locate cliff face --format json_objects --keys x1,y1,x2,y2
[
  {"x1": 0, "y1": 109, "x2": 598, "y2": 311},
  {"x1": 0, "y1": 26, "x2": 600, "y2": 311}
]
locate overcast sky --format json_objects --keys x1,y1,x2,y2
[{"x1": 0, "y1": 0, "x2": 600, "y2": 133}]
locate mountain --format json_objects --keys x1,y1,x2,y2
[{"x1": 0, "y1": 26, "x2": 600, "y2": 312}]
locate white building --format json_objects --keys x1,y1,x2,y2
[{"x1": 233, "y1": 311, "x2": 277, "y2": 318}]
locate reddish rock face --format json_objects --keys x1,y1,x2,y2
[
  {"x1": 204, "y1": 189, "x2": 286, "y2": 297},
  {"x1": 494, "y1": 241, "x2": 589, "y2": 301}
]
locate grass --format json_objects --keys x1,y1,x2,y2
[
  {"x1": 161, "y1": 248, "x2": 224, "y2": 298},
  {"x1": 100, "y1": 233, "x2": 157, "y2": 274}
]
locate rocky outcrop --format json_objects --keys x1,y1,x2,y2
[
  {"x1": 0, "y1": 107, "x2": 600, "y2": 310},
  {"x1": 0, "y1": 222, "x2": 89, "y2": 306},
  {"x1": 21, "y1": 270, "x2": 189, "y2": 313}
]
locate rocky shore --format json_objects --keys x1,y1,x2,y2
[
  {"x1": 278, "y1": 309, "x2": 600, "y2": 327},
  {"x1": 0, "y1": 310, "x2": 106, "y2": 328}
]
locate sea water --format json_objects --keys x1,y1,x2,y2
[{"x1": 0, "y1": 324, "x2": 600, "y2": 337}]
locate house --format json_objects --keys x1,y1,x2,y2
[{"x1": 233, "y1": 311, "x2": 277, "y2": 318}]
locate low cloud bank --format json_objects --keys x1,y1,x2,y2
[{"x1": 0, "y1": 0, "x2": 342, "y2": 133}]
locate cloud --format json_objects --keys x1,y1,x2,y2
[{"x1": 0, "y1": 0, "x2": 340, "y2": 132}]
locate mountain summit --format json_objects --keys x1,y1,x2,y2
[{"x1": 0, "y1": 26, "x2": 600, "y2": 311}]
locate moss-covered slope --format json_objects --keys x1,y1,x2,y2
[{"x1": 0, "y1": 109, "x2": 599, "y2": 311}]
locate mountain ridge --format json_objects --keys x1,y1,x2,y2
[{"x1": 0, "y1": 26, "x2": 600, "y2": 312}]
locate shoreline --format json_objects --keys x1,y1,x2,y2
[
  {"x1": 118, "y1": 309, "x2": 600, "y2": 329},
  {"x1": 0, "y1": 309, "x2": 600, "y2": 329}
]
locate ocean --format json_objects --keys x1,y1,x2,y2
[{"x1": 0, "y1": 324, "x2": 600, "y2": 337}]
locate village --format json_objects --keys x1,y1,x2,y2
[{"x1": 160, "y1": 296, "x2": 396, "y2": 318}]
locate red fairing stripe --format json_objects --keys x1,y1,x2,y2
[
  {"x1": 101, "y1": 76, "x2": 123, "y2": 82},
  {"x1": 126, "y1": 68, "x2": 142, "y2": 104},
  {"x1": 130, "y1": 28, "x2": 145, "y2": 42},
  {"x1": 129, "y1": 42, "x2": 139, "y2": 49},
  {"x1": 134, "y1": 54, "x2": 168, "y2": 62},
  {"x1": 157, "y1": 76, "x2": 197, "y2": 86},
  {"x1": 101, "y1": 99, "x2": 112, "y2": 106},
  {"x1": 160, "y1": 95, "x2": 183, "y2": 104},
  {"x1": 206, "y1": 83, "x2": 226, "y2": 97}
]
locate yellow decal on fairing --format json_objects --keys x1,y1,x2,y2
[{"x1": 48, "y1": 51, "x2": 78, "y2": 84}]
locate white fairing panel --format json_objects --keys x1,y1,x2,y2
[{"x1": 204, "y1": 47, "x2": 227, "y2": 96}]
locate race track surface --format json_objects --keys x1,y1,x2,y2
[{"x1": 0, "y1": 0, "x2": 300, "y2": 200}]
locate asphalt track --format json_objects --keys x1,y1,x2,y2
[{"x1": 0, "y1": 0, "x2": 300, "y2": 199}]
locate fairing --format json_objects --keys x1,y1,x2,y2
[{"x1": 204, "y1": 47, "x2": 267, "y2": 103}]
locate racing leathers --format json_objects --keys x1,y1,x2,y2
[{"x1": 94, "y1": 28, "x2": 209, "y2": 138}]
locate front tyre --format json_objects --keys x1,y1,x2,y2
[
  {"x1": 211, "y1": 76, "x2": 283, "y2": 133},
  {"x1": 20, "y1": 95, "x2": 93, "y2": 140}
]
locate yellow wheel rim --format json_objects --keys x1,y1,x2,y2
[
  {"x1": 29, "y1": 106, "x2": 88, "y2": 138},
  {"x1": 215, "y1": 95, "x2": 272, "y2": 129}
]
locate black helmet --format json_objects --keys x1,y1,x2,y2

— Exercise goal —
Rescale the records starting at the line that contains "locate racing leathers" and ending at the last line of the records, both ends included: write those lines out again, requests too, with every box coordinate in the answers multiplied by 0.45 and rounded to a whole number, halves going up. Give only those lines.

— Written solution —
locate racing leathers --format json_objects --keys x1,y1,x2,y2
[{"x1": 42, "y1": 13, "x2": 94, "y2": 62}]
locate front tyre --format json_objects --keys x1,y1,x2,y2
[
  {"x1": 95, "y1": 34, "x2": 127, "y2": 60},
  {"x1": 9, "y1": 43, "x2": 42, "y2": 63}
]
locate yellow wheel rim --format json_objects --keys x1,y1,x2,y2
[
  {"x1": 13, "y1": 48, "x2": 40, "y2": 62},
  {"x1": 97, "y1": 43, "x2": 122, "y2": 58}
]
locate black helmet --format json_objects --keys x1,y1,x2,y2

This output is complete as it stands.